- _Supplied data_:
-- Start --

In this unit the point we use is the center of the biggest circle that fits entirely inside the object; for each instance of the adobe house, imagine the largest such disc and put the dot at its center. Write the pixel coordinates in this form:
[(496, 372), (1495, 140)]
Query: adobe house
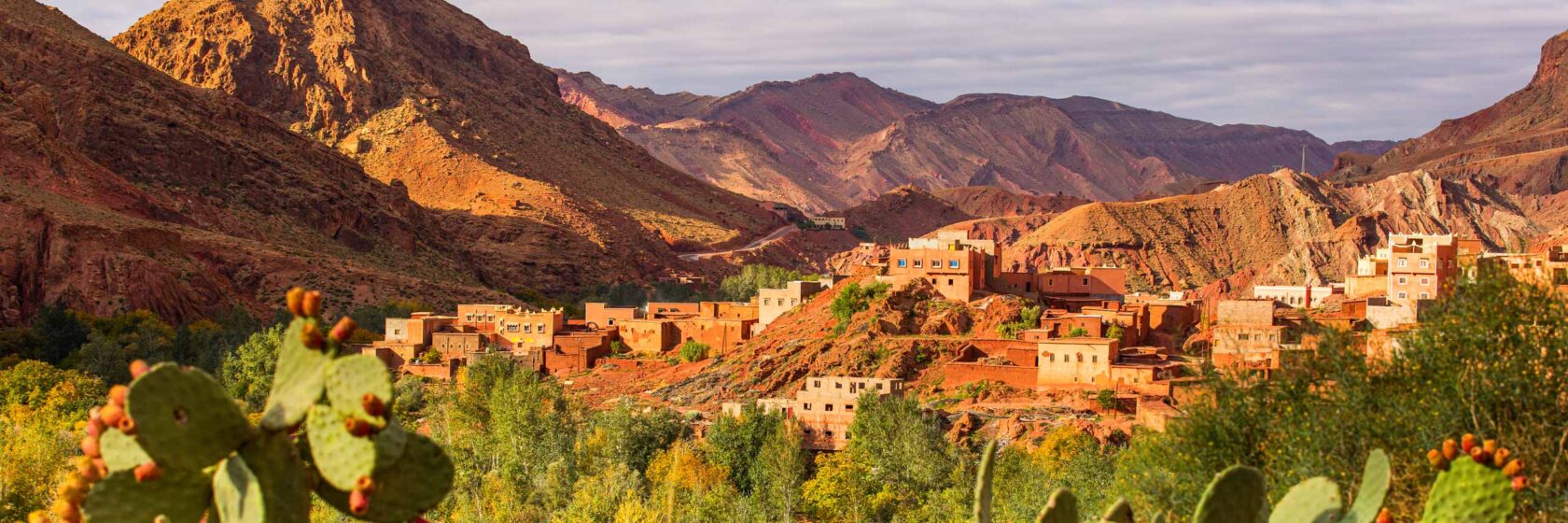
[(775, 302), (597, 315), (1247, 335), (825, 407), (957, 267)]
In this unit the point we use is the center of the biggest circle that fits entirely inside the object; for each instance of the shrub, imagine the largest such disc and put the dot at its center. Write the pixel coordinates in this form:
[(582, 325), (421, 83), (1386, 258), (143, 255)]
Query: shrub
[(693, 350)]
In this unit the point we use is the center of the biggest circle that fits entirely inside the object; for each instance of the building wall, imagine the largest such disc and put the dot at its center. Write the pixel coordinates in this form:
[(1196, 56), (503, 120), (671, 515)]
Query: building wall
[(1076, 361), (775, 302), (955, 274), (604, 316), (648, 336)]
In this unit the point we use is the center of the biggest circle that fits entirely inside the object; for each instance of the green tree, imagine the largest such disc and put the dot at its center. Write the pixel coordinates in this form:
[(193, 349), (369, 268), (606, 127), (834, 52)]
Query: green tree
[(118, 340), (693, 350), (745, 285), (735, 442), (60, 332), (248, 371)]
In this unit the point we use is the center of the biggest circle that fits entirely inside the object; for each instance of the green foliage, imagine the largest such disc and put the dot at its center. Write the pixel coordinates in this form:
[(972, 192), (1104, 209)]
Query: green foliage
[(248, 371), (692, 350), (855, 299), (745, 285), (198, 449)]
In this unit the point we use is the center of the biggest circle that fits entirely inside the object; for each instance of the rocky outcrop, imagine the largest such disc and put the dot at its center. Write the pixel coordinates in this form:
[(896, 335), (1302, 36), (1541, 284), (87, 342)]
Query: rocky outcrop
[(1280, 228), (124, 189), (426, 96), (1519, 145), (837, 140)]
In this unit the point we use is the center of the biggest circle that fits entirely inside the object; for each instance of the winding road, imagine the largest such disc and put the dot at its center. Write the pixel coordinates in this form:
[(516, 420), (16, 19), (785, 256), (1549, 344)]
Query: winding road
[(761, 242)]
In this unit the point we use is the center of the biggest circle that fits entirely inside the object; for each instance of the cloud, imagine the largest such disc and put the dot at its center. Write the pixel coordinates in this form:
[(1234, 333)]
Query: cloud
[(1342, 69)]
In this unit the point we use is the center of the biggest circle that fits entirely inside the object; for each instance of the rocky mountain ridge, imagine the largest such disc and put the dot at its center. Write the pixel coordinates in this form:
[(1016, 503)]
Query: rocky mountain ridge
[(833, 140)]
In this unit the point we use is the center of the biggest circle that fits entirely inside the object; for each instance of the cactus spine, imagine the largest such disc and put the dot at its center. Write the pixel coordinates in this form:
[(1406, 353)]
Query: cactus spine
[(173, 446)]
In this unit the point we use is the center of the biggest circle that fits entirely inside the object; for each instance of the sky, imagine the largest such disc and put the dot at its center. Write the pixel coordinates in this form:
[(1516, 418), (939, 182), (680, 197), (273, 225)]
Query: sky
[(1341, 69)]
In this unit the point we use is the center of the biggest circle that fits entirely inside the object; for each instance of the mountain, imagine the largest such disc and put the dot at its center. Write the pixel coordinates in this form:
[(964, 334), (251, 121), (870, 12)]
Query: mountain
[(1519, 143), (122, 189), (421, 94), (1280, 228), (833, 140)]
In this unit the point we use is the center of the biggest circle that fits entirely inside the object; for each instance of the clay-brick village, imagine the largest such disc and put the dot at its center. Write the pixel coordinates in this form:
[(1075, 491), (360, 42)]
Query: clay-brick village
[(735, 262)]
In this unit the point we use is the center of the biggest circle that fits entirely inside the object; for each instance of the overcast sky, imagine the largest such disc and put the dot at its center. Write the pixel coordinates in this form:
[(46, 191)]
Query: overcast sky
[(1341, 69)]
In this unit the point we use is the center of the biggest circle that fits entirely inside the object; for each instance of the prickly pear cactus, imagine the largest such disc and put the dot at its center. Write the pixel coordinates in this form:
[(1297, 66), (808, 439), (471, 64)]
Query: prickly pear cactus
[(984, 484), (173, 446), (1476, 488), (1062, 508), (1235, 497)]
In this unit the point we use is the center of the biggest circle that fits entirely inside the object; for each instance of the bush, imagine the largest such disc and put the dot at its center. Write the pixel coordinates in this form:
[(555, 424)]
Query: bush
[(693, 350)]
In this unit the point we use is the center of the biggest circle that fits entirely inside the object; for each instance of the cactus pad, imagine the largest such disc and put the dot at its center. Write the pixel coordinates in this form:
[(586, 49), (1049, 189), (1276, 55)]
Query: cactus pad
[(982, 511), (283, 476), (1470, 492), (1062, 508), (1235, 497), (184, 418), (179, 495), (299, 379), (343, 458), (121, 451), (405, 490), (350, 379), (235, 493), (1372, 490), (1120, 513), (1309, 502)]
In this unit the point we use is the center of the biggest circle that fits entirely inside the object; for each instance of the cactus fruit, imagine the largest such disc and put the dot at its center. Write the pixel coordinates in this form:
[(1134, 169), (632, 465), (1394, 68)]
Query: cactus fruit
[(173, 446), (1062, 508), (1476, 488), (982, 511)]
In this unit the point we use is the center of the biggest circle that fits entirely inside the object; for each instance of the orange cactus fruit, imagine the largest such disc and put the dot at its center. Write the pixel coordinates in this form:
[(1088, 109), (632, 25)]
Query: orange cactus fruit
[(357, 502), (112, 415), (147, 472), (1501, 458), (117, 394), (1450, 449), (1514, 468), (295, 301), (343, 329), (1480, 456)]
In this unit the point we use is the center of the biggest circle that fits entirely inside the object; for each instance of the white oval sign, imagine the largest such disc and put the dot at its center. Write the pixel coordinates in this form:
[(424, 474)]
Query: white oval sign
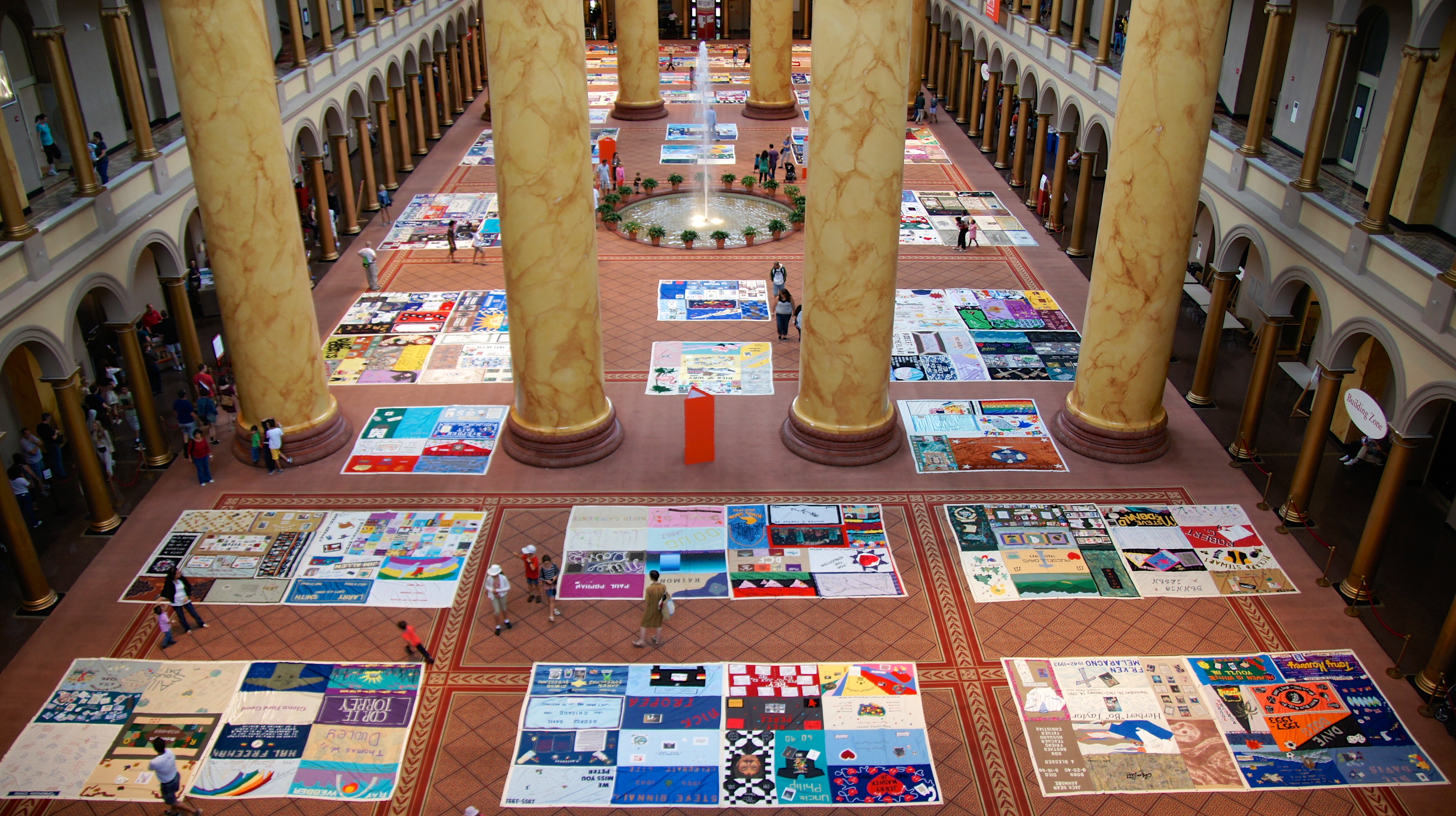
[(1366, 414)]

-- End --

- _Stated problem_:
Reproduce the material from its start through the line containing "[(775, 302), (597, 315), (1247, 335), (825, 407), (957, 267)]", requests included, and increase every pixel coordinate in the answers by 101, leaving the sample coordinates in the requests as they are. Leave the pictures out.

- _Task answer_:
In this unit the point we use is the center of the biggest circle that fits entirely inside the object; for each instance of the adobe house, imagine the largest such disc and put the dot at its center. Write the pixel coordinates in this form:
[(496, 372), (1495, 140)]
Query: adobe house
[(876, 403), (698, 416), (1348, 436), (926, 508), (1058, 368)]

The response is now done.